Document passage
In this cohort study of 119 757 Medicare beneficiaries, patients dually eligible for Medicare and Medicaid were significantly more likely to be discharged to a facility, and differences in postacute care persisted even after accounting for postoperative complications, contributing to variation in spending. Compared with the lowest-quality hospitals, dually eligible patients had improved rates of discharge to a facility and spending, but rates remained increased compared with Medicare beneficiaries even at the highest-quality hospitals, with both findings statistically significant.
The findings of this study indicate that, even among the highest-quality hospitals, dually eligible patients may have poorer outcomes and higher spending.
Although dual eligibility (DE) status for Medicare and Medicaid has been used for social risk stratification in value-based payment programs, little is known about the interplay between hospital quality and disparities in outcomes and spending by social risk.
To assess whether treatment at high-quality hospitals mitigates DE-associated disparities in outcomes and spending for cancer surgery.
Design, Setting, and Participants
Retrospective cohort study from January 1, 2014, to December 31, 2018, evaluating inpatient surgery at acute care hospitals. A total of 119 757 Medicare beneficiaries aged 65 years or older who underwent colectomy, rectal resection, lung resection, or pancreatectomy were evaluated. Data were analyzed between November 1, 2020, and April 30, 2021.
Medicare and Medicaid DE status and hospital quality.
Main Outcomes and Measures
Postoperative complications, readmission, and mortality by DE status and hospital quality.

Provided material
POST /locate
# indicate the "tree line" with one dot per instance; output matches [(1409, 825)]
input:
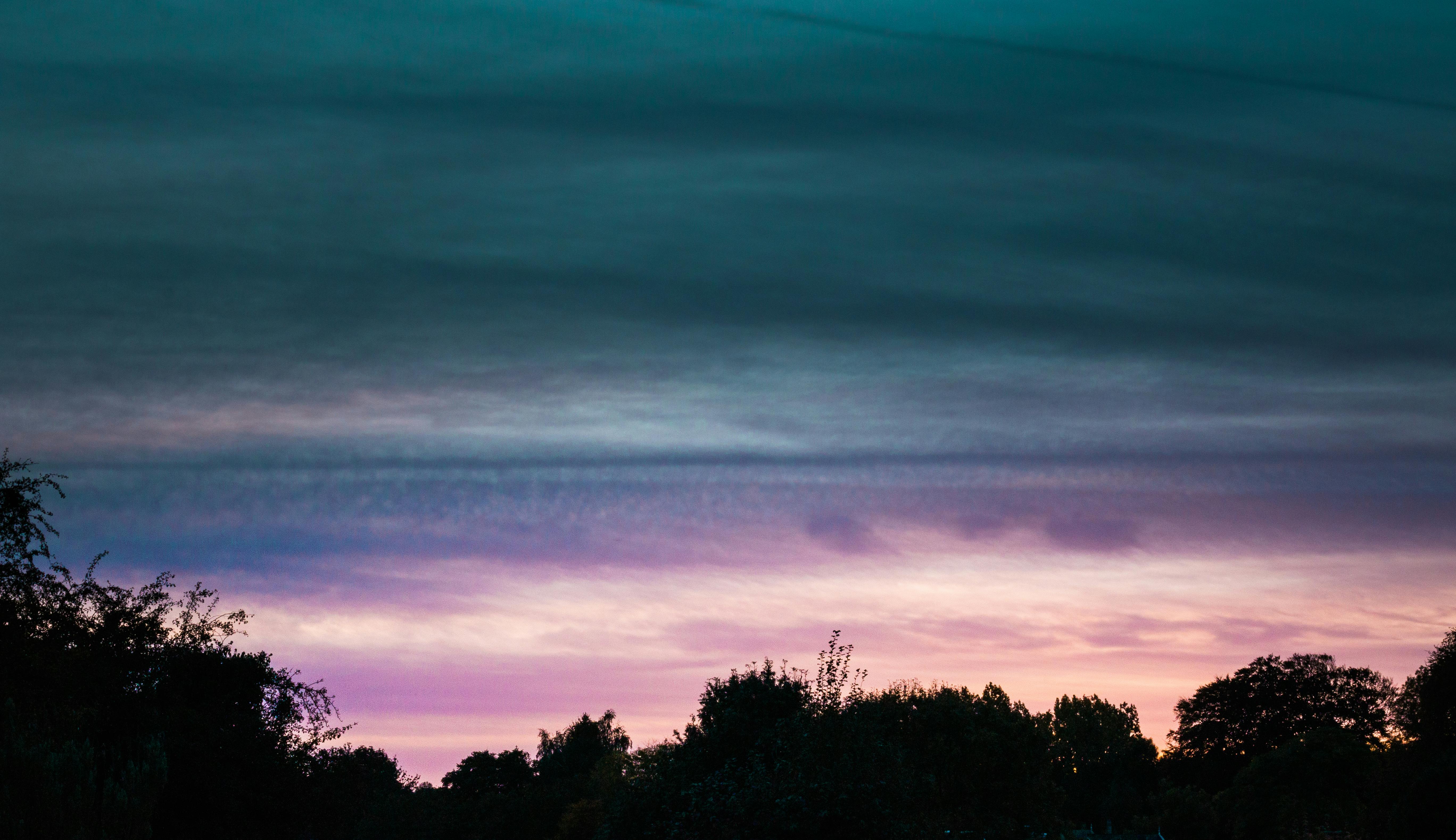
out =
[(130, 714)]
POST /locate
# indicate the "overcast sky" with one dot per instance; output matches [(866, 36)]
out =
[(515, 360)]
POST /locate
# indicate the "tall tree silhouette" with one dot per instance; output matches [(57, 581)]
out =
[(1234, 720)]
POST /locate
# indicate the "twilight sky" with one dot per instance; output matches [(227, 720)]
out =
[(520, 359)]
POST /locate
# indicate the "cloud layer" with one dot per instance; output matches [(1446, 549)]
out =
[(516, 359)]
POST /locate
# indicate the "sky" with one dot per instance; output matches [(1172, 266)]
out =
[(519, 359)]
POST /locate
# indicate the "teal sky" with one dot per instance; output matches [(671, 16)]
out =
[(516, 360)]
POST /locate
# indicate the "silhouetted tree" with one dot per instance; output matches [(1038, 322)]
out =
[(1426, 707), (1324, 782), (488, 772), (1425, 768), (129, 713), (1103, 762), (1234, 720), (351, 790)]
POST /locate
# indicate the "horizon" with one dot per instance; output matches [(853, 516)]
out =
[(513, 362)]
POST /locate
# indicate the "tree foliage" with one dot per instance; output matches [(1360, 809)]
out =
[(132, 714), (1234, 720)]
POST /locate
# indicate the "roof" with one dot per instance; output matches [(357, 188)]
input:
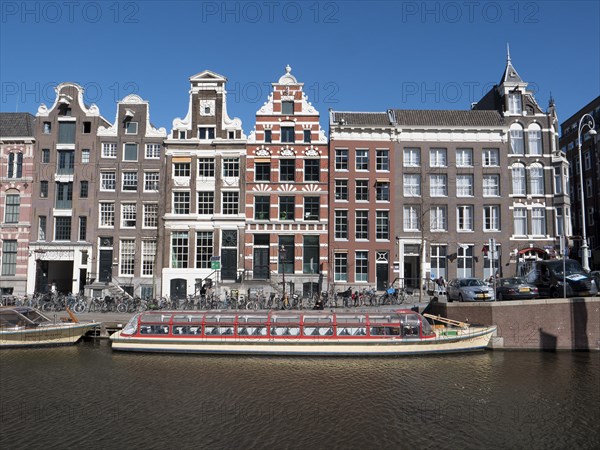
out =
[(16, 125), (380, 119), (448, 118)]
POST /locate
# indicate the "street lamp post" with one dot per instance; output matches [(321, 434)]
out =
[(282, 251), (584, 247)]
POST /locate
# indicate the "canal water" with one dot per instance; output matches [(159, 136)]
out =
[(88, 396)]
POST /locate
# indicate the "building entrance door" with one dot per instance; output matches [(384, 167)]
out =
[(261, 263)]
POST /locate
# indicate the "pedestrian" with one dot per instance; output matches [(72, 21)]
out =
[(441, 286)]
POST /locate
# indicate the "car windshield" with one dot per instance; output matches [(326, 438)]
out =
[(472, 282), (571, 267)]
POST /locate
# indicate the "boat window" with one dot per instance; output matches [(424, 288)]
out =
[(348, 319), (380, 319), (131, 326), (318, 331), (156, 318), (186, 330), (154, 329), (253, 319), (287, 318), (410, 325), (12, 319), (427, 329), (260, 331), (183, 318), (33, 315), (385, 331)]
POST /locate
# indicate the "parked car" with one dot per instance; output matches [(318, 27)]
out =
[(469, 290), (515, 288), (596, 276), (550, 279)]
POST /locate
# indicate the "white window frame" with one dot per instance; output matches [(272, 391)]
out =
[(464, 213), (538, 221), (519, 180), (438, 218), (126, 257), (438, 185), (128, 215), (151, 181), (412, 157), (517, 143), (109, 150), (438, 157), (491, 218), (490, 157), (150, 219), (128, 124), (411, 218), (106, 215), (107, 179), (152, 151), (464, 157), (412, 185), (491, 185), (464, 185), (534, 140), (520, 221)]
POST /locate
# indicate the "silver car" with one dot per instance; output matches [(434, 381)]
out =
[(469, 290)]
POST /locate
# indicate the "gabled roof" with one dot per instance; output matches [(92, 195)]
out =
[(378, 119), (208, 75), (16, 125), (448, 118)]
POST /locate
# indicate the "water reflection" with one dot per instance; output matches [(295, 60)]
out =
[(88, 395)]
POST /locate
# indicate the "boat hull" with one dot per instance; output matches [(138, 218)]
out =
[(64, 334), (475, 338)]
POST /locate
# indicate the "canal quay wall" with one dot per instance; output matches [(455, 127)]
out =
[(546, 324)]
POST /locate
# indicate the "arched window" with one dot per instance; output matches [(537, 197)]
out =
[(15, 165), (518, 179), (536, 179), (534, 139), (516, 139)]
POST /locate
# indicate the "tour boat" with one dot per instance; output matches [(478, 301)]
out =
[(22, 326), (399, 332)]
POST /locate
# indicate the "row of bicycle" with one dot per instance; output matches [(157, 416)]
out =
[(79, 304)]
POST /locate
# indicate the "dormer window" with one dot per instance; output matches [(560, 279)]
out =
[(287, 108), (288, 134), (206, 133), (130, 127), (514, 103), (307, 137)]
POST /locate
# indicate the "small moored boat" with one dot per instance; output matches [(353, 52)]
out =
[(22, 326), (401, 332)]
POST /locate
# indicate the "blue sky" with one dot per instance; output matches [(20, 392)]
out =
[(351, 55)]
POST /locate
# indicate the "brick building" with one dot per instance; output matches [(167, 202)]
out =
[(16, 184), (128, 183), (204, 215), (64, 199), (421, 193), (287, 192)]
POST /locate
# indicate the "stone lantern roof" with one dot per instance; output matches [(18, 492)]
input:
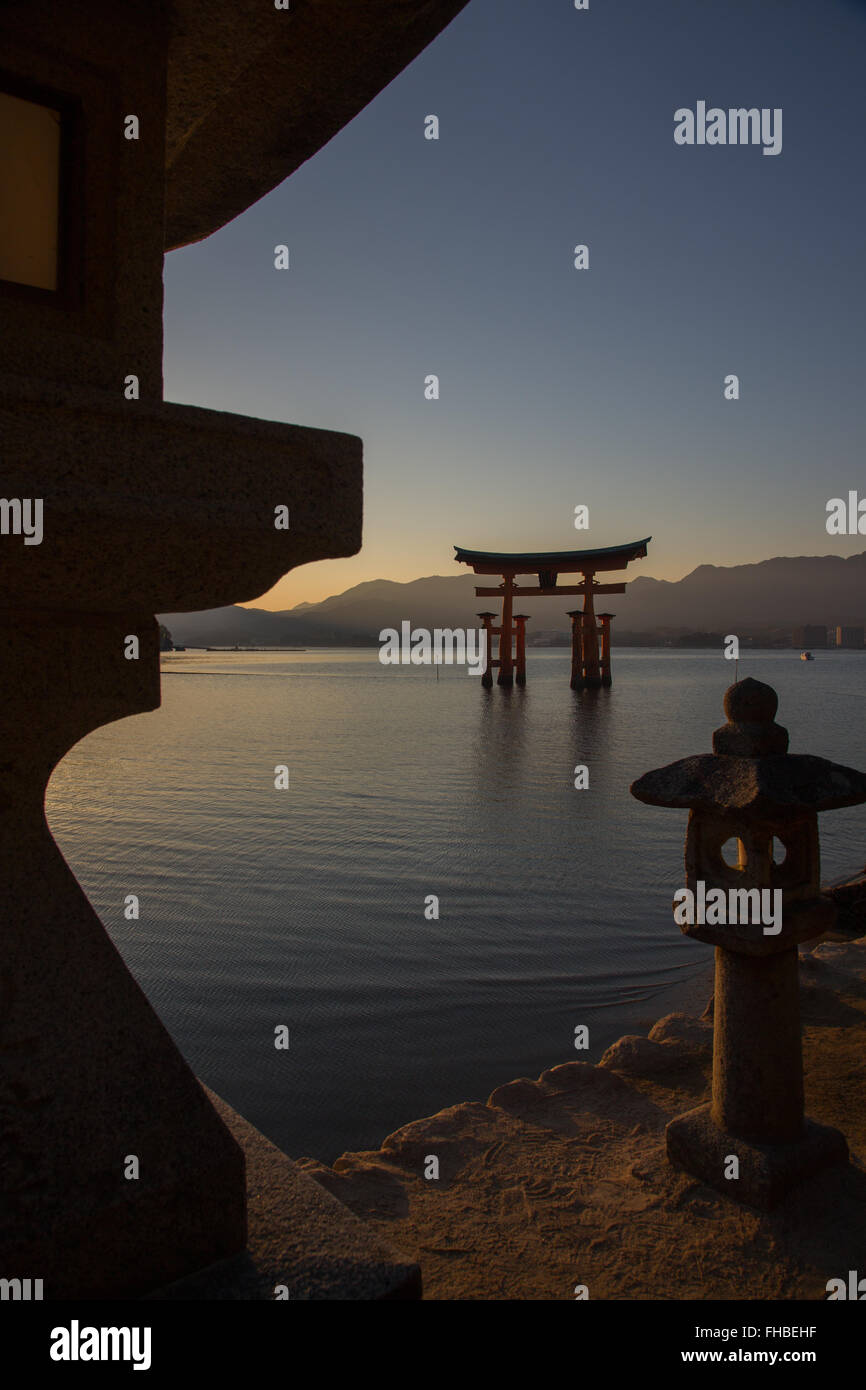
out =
[(751, 773), (255, 91)]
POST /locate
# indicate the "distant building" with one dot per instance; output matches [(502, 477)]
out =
[(811, 635)]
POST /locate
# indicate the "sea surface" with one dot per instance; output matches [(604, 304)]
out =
[(306, 906)]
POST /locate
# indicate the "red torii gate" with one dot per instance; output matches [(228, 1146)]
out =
[(590, 666)]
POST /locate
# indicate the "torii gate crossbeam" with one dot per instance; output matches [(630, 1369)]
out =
[(590, 659)]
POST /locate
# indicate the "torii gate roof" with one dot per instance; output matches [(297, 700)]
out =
[(565, 562)]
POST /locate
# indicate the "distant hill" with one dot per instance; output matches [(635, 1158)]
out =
[(748, 599)]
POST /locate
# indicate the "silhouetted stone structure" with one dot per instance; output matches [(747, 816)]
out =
[(590, 662), (752, 791), (142, 128)]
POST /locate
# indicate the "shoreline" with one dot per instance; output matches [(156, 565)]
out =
[(563, 1180)]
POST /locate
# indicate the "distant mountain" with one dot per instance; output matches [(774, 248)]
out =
[(748, 599)]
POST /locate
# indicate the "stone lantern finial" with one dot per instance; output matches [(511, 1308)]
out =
[(751, 792), (751, 729)]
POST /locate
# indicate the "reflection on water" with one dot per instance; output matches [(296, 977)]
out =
[(306, 908)]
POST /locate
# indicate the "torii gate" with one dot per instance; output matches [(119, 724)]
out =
[(590, 666)]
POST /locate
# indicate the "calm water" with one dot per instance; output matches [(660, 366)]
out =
[(306, 906)]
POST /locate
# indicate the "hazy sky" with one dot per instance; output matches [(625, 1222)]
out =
[(562, 387)]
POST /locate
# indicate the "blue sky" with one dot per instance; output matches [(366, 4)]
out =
[(562, 387)]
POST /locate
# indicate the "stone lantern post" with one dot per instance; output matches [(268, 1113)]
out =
[(751, 792)]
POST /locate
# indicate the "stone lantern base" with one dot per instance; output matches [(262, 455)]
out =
[(768, 1172)]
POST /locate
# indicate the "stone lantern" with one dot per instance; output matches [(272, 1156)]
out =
[(125, 131), (752, 794)]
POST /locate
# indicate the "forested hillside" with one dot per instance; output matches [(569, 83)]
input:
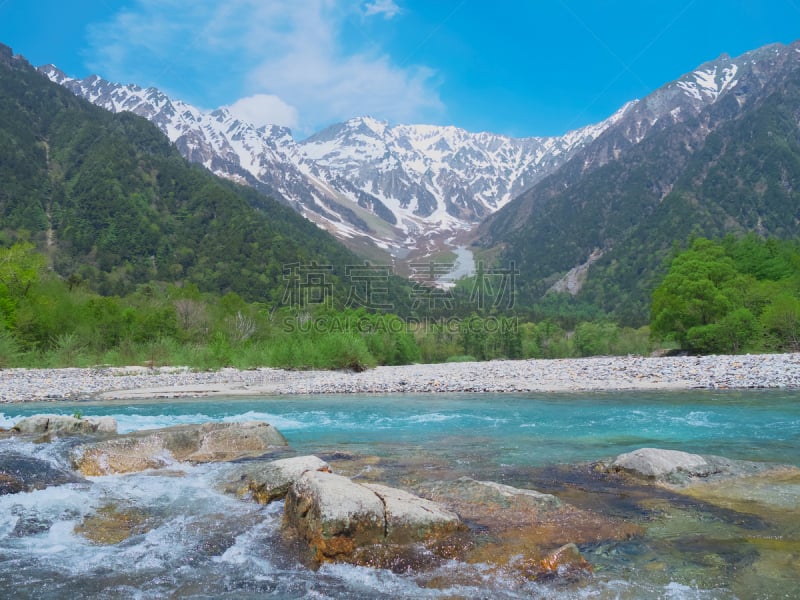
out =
[(734, 167), (113, 204)]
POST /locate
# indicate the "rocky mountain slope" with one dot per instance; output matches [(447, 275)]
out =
[(392, 186), (114, 204), (714, 152)]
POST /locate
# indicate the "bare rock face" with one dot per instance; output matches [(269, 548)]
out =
[(21, 473), (656, 462), (672, 468), (209, 442), (410, 518), (343, 520), (271, 481), (65, 425), (523, 532)]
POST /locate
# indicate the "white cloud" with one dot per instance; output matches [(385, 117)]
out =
[(387, 8), (292, 55), (265, 109)]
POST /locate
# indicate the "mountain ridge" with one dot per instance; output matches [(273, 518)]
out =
[(394, 186)]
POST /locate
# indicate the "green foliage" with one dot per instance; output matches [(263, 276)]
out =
[(115, 206), (731, 296), (742, 177)]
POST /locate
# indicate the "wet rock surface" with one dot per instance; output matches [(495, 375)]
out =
[(522, 530), (209, 442), (567, 375), (23, 473), (266, 482), (363, 524), (674, 467), (65, 425)]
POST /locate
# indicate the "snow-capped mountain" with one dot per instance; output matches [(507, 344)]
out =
[(395, 186), (407, 187)]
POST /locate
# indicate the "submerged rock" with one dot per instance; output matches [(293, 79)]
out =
[(22, 473), (271, 481), (676, 468), (112, 524), (209, 442), (655, 462), (410, 518), (362, 524), (65, 425), (523, 532)]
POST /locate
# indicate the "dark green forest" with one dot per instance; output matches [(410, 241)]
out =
[(731, 169), (113, 205), (115, 250)]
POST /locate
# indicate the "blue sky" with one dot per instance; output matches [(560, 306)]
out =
[(516, 67)]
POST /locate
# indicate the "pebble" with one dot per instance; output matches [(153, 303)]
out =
[(755, 371)]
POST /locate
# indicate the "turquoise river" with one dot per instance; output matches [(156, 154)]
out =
[(202, 543)]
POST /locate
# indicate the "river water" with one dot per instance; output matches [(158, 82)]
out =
[(195, 541)]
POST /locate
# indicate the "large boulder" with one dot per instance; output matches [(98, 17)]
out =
[(22, 473), (524, 532), (334, 515), (656, 462), (410, 518), (676, 468), (266, 482), (209, 442), (344, 520), (65, 425)]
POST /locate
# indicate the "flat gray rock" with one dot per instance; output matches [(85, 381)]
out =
[(656, 462)]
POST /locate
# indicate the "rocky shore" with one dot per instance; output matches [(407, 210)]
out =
[(561, 375)]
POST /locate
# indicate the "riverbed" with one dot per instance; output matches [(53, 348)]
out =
[(198, 542)]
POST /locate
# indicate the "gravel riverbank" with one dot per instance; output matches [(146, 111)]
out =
[(562, 375)]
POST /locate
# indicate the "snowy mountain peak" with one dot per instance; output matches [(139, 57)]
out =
[(399, 187)]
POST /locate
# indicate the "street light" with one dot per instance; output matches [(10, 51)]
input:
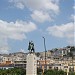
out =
[(45, 50)]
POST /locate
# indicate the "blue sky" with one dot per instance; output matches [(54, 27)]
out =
[(24, 20)]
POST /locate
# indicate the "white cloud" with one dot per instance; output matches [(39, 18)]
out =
[(16, 31), (4, 48), (40, 16), (63, 31), (45, 7)]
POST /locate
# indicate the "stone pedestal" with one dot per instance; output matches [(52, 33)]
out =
[(31, 68)]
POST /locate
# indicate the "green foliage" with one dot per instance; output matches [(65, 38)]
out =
[(13, 71)]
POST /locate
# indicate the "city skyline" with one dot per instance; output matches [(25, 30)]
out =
[(24, 20)]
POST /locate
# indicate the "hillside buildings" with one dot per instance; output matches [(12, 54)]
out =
[(58, 58)]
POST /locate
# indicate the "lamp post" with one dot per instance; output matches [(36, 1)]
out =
[(45, 51)]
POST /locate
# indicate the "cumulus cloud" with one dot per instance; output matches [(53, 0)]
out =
[(63, 31), (40, 16), (16, 30), (44, 8), (13, 30)]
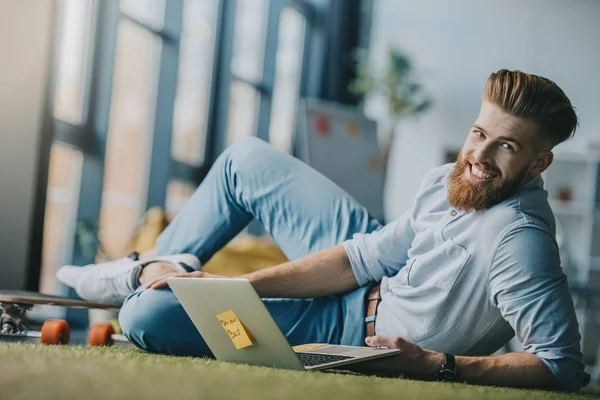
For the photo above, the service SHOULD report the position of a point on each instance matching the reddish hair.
(534, 98)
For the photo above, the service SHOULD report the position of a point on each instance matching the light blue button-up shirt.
(465, 283)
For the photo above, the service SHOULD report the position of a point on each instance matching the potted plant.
(405, 97)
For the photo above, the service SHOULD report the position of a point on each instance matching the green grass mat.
(30, 371)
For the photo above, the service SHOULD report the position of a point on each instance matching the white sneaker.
(113, 281)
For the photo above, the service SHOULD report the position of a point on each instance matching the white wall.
(25, 27)
(455, 45)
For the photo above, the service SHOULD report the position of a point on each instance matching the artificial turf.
(32, 371)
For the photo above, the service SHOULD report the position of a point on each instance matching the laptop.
(212, 304)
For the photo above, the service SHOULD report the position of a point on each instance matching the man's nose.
(483, 154)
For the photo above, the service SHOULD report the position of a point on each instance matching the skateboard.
(15, 303)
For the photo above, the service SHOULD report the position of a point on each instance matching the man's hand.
(161, 282)
(412, 361)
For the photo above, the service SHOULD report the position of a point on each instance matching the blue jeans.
(302, 210)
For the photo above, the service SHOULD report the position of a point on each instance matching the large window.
(147, 94)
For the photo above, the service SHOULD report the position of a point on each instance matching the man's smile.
(479, 175)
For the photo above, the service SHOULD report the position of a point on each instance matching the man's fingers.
(161, 282)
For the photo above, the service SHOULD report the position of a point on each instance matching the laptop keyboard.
(312, 359)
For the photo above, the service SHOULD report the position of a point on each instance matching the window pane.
(73, 49)
(178, 193)
(249, 38)
(290, 48)
(196, 52)
(243, 111)
(150, 12)
(64, 178)
(129, 135)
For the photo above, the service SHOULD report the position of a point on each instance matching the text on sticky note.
(234, 328)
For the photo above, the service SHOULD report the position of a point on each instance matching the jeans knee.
(248, 151)
(154, 320)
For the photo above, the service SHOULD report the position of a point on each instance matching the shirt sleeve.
(381, 253)
(529, 288)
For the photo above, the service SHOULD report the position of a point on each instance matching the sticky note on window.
(234, 328)
(308, 346)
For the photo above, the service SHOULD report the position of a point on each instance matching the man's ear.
(543, 162)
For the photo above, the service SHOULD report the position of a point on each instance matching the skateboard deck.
(32, 298)
(14, 304)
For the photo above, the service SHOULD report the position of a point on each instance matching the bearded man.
(472, 263)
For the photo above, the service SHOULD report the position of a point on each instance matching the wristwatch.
(449, 370)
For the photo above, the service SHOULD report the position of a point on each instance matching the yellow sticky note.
(234, 328)
(308, 346)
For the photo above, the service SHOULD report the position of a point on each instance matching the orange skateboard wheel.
(101, 335)
(55, 331)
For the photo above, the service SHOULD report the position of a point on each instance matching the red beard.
(468, 196)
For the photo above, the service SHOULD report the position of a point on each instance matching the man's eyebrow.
(507, 139)
(502, 138)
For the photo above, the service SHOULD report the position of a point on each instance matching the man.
(473, 262)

Actions to take
A - According to the study abstract, which four operations did the Medicare beneficiaries in the cohort undergo?
B - Continue the study abstract from the point where it stops.

Replies
A - Colectomy, rectal resection, lung resection, or pancreatectomy.

B -
Overall, 119 757 Medicare beneficiaries underwent colectomy, rectal resection, lung resection, or pancreatectomy. The mean (SD) age was 75.3 (6.7) years, 61 617 (51.5%) were women, 7677 (6.4%) were Black, 106 099 (88.6%) were White, and 5981 (5.0%) identified as another race or ethnicity; 11.3% had DE status. Dually eligible patients were more likely to be discharged to a facility (colectomy, 15.0% [95% CI, 14.7%-15.3%] vs 23.9% [95% CI, 22.9%-24.9%]; proctectomy, 18.7% [95% CI, 18.0%-19.3%] vs 26.9% [95% CI, 24.9%-28.9%]; lung resection, 11.0% [95% CI, 10.7%-11.3%] vs 17.9% [95% CI, 16.8%-18.9%]; pancreatectomy, 23.5% [95% CI, 22.5%-24.4%] vs 30.0% [95% CI, 26.5%-33.5%]). Differences in postacute care use persisted even after accounting for postoperative complications and contributed to variation in spending. Compared with the lowest-quality hospitals, DE patients had improved rates of discharge to a facility (22.7% vs 19.3%) and spending ($22 577 vs $20 100) but rates remained increased compared with Medicare patients even at the highest-quality hospitals.
Conclusions and Relevance
The findings of this study indicate that, even among the highest-quality hospitals, DE patients had poorer outcomes and higher spending. Dually eligible patients were more likely to be discharged to a facility and therefore incurred higher postacute care costs. Although treatment at high-quality hospitals is associated with reduced differences in outcomes, DE patients remain at high risk for adverse postoperative outcomes and increased readmissions and postacute care use.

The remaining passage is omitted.